• **Direction**
Rewrite all the data below with every "instance" replaced by "object" and everything else left unchanged. Leave the pictures out of your answer.

• **Data for this exercise**

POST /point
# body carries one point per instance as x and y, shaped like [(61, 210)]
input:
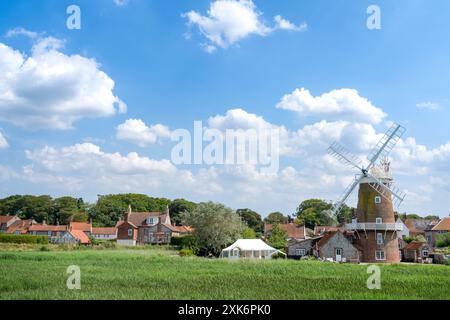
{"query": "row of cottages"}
[(140, 228), (74, 233), (327, 243)]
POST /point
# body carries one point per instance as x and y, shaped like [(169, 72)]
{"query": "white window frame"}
[(380, 239), (378, 257)]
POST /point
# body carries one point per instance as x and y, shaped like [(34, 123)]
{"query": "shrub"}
[(186, 252), (13, 238), (185, 242), (443, 240)]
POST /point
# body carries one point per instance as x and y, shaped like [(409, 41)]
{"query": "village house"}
[(298, 248), (416, 251), (431, 233), (417, 227), (138, 228), (336, 246), (294, 231), (320, 230), (6, 222), (104, 233), (20, 226)]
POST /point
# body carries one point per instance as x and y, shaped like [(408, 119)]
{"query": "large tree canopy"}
[(315, 212), (276, 217), (215, 226), (177, 207)]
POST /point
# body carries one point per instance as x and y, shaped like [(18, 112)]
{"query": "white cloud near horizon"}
[(136, 131), (50, 89), (229, 21)]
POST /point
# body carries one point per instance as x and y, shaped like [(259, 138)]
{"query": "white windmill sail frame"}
[(382, 149)]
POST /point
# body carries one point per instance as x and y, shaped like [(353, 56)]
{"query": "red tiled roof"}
[(415, 245), (104, 230), (5, 219), (137, 219), (327, 236), (323, 229), (80, 236), (443, 225), (83, 226), (293, 230), (40, 227)]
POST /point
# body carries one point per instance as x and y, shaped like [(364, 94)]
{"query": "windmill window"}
[(379, 255), (380, 238)]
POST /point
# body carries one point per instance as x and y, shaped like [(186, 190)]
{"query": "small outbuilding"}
[(249, 248)]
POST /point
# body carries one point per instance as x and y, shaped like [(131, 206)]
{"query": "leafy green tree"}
[(443, 240), (277, 238), (110, 208), (252, 219), (177, 207), (215, 226), (276, 217), (315, 212), (249, 233), (64, 208)]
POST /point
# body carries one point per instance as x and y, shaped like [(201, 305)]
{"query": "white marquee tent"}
[(249, 248)]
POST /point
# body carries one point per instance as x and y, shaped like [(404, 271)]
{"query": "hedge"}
[(14, 238)]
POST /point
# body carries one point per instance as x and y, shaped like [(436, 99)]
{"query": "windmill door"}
[(338, 254)]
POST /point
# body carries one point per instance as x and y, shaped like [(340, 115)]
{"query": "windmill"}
[(374, 225)]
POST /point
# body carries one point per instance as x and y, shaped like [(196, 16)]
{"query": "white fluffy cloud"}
[(3, 143), (50, 89), (136, 131), (121, 3), (342, 104), (428, 105), (229, 21)]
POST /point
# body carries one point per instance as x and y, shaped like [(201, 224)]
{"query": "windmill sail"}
[(386, 144)]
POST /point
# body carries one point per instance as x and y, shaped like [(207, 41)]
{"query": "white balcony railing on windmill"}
[(374, 226)]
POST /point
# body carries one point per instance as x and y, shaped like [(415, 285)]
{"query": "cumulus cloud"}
[(121, 3), (229, 21), (88, 158), (284, 24), (3, 143), (50, 89), (136, 131), (428, 105), (22, 32), (342, 104)]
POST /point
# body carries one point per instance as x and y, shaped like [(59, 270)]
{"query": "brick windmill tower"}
[(375, 228)]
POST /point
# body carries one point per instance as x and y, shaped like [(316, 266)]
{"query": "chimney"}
[(127, 214)]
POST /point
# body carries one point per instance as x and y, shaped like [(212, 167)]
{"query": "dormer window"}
[(152, 220)]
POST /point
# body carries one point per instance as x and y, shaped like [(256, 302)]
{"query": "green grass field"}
[(162, 274)]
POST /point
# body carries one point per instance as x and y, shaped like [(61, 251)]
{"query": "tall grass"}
[(161, 274)]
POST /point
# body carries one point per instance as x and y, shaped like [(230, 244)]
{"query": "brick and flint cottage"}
[(138, 228)]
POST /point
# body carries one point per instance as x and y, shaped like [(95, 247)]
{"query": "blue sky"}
[(164, 75)]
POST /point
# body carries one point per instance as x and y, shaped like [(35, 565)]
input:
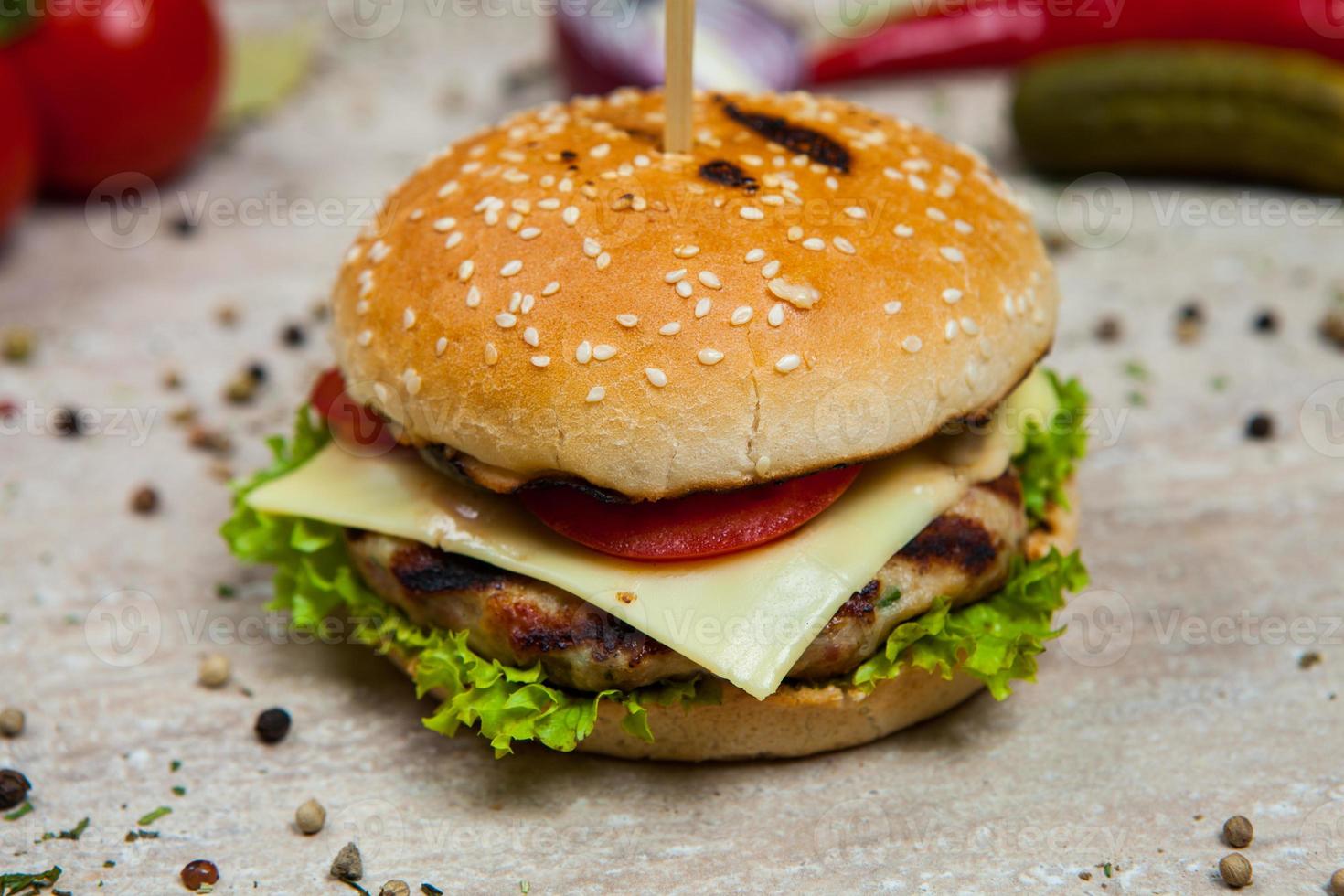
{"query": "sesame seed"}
[(797, 294)]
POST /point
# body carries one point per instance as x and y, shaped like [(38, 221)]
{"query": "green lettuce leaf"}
[(1052, 449), (995, 640)]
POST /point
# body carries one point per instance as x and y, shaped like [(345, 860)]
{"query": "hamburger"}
[(715, 455)]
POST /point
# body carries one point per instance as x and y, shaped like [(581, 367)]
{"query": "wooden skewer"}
[(677, 82)]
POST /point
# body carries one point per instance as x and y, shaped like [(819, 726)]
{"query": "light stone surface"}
[(1176, 700)]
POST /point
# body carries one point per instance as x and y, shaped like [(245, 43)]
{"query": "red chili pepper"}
[(997, 32)]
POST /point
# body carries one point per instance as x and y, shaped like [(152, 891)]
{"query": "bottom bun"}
[(800, 719)]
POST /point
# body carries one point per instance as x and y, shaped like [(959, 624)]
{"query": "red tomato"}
[(119, 86), (697, 526), (354, 426), (17, 148)]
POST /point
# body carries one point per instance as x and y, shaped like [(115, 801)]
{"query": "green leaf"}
[(1052, 449), (995, 640)]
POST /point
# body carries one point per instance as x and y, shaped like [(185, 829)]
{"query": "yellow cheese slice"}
[(745, 617)]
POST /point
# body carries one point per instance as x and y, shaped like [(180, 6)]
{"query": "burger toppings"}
[(697, 526)]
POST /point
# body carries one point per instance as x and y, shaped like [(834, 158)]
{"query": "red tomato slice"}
[(698, 526), (354, 426)]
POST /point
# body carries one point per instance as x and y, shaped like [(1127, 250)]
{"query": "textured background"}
[(1178, 698)]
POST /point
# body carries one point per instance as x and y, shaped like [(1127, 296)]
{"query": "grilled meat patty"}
[(963, 555)]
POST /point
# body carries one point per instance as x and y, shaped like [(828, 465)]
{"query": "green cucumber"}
[(1211, 109)]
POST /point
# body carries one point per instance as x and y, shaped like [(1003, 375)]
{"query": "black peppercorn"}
[(14, 789), (272, 726)]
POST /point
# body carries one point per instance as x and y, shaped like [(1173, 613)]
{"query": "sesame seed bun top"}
[(816, 283)]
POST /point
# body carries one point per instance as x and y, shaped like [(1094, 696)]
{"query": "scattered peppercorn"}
[(293, 336), (16, 344), (1260, 427), (348, 865), (14, 789), (272, 726), (214, 670), (311, 817), (1235, 870), (197, 873), (1108, 329), (144, 500), (12, 721), (1189, 323), (65, 422), (1238, 832)]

• **Exercise result**
POST /point
# body carries one point per object as x and y, shaped like [(61, 210)]
input:
{"query": "row of cottages"}
[(140, 228), (74, 233), (327, 243)]
POST /point
# body carries one point per object as x and y, shaped like [(169, 72)]
{"query": "white window frame"}
[(380, 239), (378, 257)]
POST /point
# body carries one point per object as x and y, shaped like [(34, 123)]
{"query": "shrub"}
[(186, 252), (13, 238), (185, 242), (443, 240)]
POST /point
# body carries one point per object as x and y, shaped like [(409, 41)]
{"query": "village house"}
[(298, 248), (416, 251), (431, 233), (417, 227), (138, 228), (336, 246), (294, 231), (320, 230), (6, 222), (104, 233), (20, 226)]
POST /point
# body carries one point per object as x and y, shaped like [(408, 119)]
{"query": "large tree canopy"}
[(315, 212), (276, 217), (215, 226), (177, 207)]
POST /point
# body carries one point per object as x and y, shaped like [(18, 112)]
{"query": "white cloud near horizon"}
[(136, 131), (50, 89), (229, 21)]
POST /point
# body carries one point per object as x and y, shaped like [(259, 138)]
{"query": "white windmill sail frame"}
[(382, 149)]
POST /point
# body carries one point per object as x and y, shaped like [(353, 56)]
{"query": "red tiled roof"}
[(415, 245), (104, 230), (5, 219), (137, 219), (327, 236), (323, 229), (80, 236), (443, 225), (83, 226), (293, 230), (40, 227)]
POST /point
# body carries one point per object as x and y, shaped like [(364, 94)]
{"query": "windmill window"}
[(379, 255), (380, 238)]
POST /point
# body carries one point per object as x and y, shaped like [(186, 190)]
{"query": "small outbuilding"}
[(249, 248)]
POST /point
# body carries one point per object as x and y, shaped like [(131, 206)]
{"query": "leafy green tree"}
[(443, 240), (277, 238), (110, 208), (252, 219), (177, 207), (215, 226), (276, 217), (315, 212), (249, 233), (64, 208)]
POST /point
# body carries one point per object as x and y, shaped like [(201, 305)]
{"query": "white marquee tent"}
[(249, 248)]
POST /point
# body carries one point per object as x and y, shaped like [(404, 271)]
{"query": "hedge"}
[(14, 238)]
POST /point
# body carries one point per object as x and y, shaped like [(436, 99)]
{"query": "windmill door"}
[(338, 254)]
POST /point
# body carries one point per object as x and y, shaped like [(340, 115)]
{"query": "windmill"}
[(374, 225)]
POST /point
# body carries one point per object as x and y, shaped like [(196, 16)]
{"query": "white fluffy cloud"}
[(3, 143), (50, 89), (136, 131), (121, 3), (342, 104), (428, 105), (229, 21)]
POST /point
# body carries one point per object as x and y, shaped like [(201, 224)]
{"query": "windmill sail"}
[(386, 144)]
POST /point
# body carries one point per object as x and y, shaped like [(207, 41)]
{"query": "white balcony railing on windmill"}
[(374, 226)]
POST /point
# body carries one point per object as x and y, shaped like [(415, 285)]
{"query": "cumulus cloud"}
[(121, 3), (229, 21), (88, 158), (284, 24), (3, 143), (50, 89), (136, 131), (428, 105), (22, 32), (342, 104)]
POST /point
# body carries one point per object as x and y, shaped like [(59, 270)]
{"query": "brick windmill tower"}
[(375, 228)]
POST /point
# body carries one point per object as x and y, shaped like [(316, 266)]
{"query": "chimney"}
[(127, 214)]
POST /point
# body carries one point per object as x and y, shaped like [(212, 167)]
{"query": "dormer window"}
[(152, 220)]
POST /point
# body carries one point per object as x and y, shaped like [(256, 302)]
{"query": "green grass field"}
[(162, 274)]
POST /point
# body carries one point per object as x and y, shaped like [(61, 251)]
{"query": "tall grass"}
[(161, 274)]
POST /point
# body carries one point per object as x and y, shaped like [(230, 244)]
{"query": "brick and flint cottage"}
[(138, 228)]
POST /point
# body carries one point per object as x and y, shaped like [(95, 247)]
{"query": "blue sky"}
[(164, 75)]
POST /point
# body carries one point per object as x and y, shaped like [(35, 565)]
input:
{"query": "sesame seed"}
[(797, 294)]
POST /point
# body carries one point per object as x and y, shaped like [(38, 221)]
{"query": "green lettuce leaf"}
[(1052, 449), (995, 640)]
POST /point
# body carries one point per object as x and y, shaped like [(345, 860)]
{"query": "hamburger"}
[(715, 455)]
POST /point
# body carries one point per object as x and y, shaped like [(581, 367)]
{"query": "wooden skewer"}
[(677, 82)]
POST /point
# body carries one point per object as x and y, shaped like [(819, 726)]
{"query": "light stone surface"}
[(1176, 700)]
POST /point
# body carries one point per object as x and y, shaped like [(245, 43)]
{"query": "red chili pepper"}
[(997, 32)]
POST /point
# body carries one point per object as x and y, shaped like [(152, 891)]
{"query": "bottom bun"}
[(800, 719)]
POST /point
# body carries one point per object as x and y, shaped like [(959, 624)]
{"query": "red tomato"}
[(119, 86), (697, 526), (354, 426), (17, 148)]
POST /point
# body carries one point per object as x and y, shaped like [(115, 801)]
{"query": "green leaf"}
[(1052, 449), (995, 640)]
POST /point
# body carries one point per object as x and y, shaped like [(185, 829)]
{"query": "yellow cheese slice"}
[(745, 617)]
POST /point
# body carries one point per object as x and y, shaped like [(180, 6)]
{"query": "burger toppings"}
[(697, 526)]
POST /point
# body carries one point per object as x and y, shaped like [(834, 158)]
{"query": "red tomato slice"}
[(698, 526), (354, 426)]
POST /point
# body carries one point per object as x and y, shaped like [(1127, 250)]
{"query": "textured background"}
[(1178, 698)]
POST /point
# body carries one point per object as x and y, shaped like [(1127, 296)]
{"query": "grilled meat patty"}
[(963, 555)]
POST /point
# body carries one point per object as x and y, shaped like [(828, 465)]
{"query": "green cucumber"}
[(1211, 109)]
POST /point
# body carries one point per object as x and y, shaped like [(1003, 375)]
{"query": "black peppercorn"}
[(14, 789), (272, 726)]
POST /point
# body carries one point per object as x and y, shaped like [(1173, 613)]
{"query": "sesame seed bun top"}
[(816, 283)]
POST /point
# body carries one point per object as x and y, shaped like [(1094, 696)]
{"query": "scattered peppercorn"}
[(293, 336), (16, 344), (1260, 427), (348, 865), (14, 789), (272, 726), (214, 670), (311, 817), (1235, 870), (197, 873), (1108, 329), (144, 500), (12, 721), (1189, 323), (65, 422), (1238, 832)]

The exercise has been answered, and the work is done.